----- Material shown
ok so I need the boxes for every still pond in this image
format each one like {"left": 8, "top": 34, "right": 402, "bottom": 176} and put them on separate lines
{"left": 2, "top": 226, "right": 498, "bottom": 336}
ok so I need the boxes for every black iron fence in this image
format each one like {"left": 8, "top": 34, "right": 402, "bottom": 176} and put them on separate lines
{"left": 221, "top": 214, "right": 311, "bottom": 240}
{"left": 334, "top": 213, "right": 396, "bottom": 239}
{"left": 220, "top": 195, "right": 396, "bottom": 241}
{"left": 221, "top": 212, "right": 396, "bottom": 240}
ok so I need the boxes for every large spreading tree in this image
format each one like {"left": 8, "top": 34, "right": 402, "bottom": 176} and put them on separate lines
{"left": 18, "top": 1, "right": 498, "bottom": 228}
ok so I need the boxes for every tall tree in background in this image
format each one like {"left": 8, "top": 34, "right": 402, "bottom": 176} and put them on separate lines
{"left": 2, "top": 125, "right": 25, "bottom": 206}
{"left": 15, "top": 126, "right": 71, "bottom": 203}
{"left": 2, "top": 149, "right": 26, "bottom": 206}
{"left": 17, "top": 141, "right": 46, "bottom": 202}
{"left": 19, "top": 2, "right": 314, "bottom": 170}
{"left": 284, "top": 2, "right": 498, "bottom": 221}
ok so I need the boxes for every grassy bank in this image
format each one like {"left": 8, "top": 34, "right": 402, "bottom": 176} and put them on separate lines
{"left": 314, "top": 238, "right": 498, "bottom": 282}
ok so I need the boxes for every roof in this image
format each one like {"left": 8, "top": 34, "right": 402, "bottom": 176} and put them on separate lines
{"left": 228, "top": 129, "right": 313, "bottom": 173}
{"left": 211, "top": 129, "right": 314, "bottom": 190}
----------
Exercise objective ▸ Print out each line of the data exactly.

Your solution ▸
ok so I need the boxes for every still pond in this image
format each one like {"left": 8, "top": 34, "right": 402, "bottom": 176} and put them on separate lines
{"left": 2, "top": 226, "right": 498, "bottom": 336}
ok so I need the boxes for every black iron fence in this image
format each one like {"left": 8, "top": 34, "right": 402, "bottom": 176} and put them on separate lines
{"left": 221, "top": 214, "right": 311, "bottom": 240}
{"left": 334, "top": 213, "right": 396, "bottom": 239}
{"left": 220, "top": 195, "right": 396, "bottom": 241}
{"left": 221, "top": 212, "right": 396, "bottom": 240}
ok so I need the boxes for every large spreading tree in this image
format each one like {"left": 8, "top": 34, "right": 402, "bottom": 176} and put them on separate lines
{"left": 18, "top": 1, "right": 498, "bottom": 228}
ok so I need the boxes for every tall tree in background in this image
format each one like {"left": 8, "top": 34, "right": 402, "bottom": 176} and put them on separate lines
{"left": 2, "top": 125, "right": 25, "bottom": 206}
{"left": 15, "top": 126, "right": 71, "bottom": 203}
{"left": 2, "top": 149, "right": 26, "bottom": 206}
{"left": 17, "top": 141, "right": 46, "bottom": 202}
{"left": 19, "top": 2, "right": 314, "bottom": 170}
{"left": 284, "top": 2, "right": 498, "bottom": 221}
ok so I need the boxes for every grassy bank in this image
format each one like {"left": 8, "top": 34, "right": 402, "bottom": 176} and put them on separate lines
{"left": 314, "top": 238, "right": 498, "bottom": 282}
ok so I need the boxes for every roof in this image
format each one like {"left": 8, "top": 34, "right": 402, "bottom": 176} and put them on separate lines
{"left": 228, "top": 129, "right": 313, "bottom": 173}
{"left": 211, "top": 129, "right": 314, "bottom": 190}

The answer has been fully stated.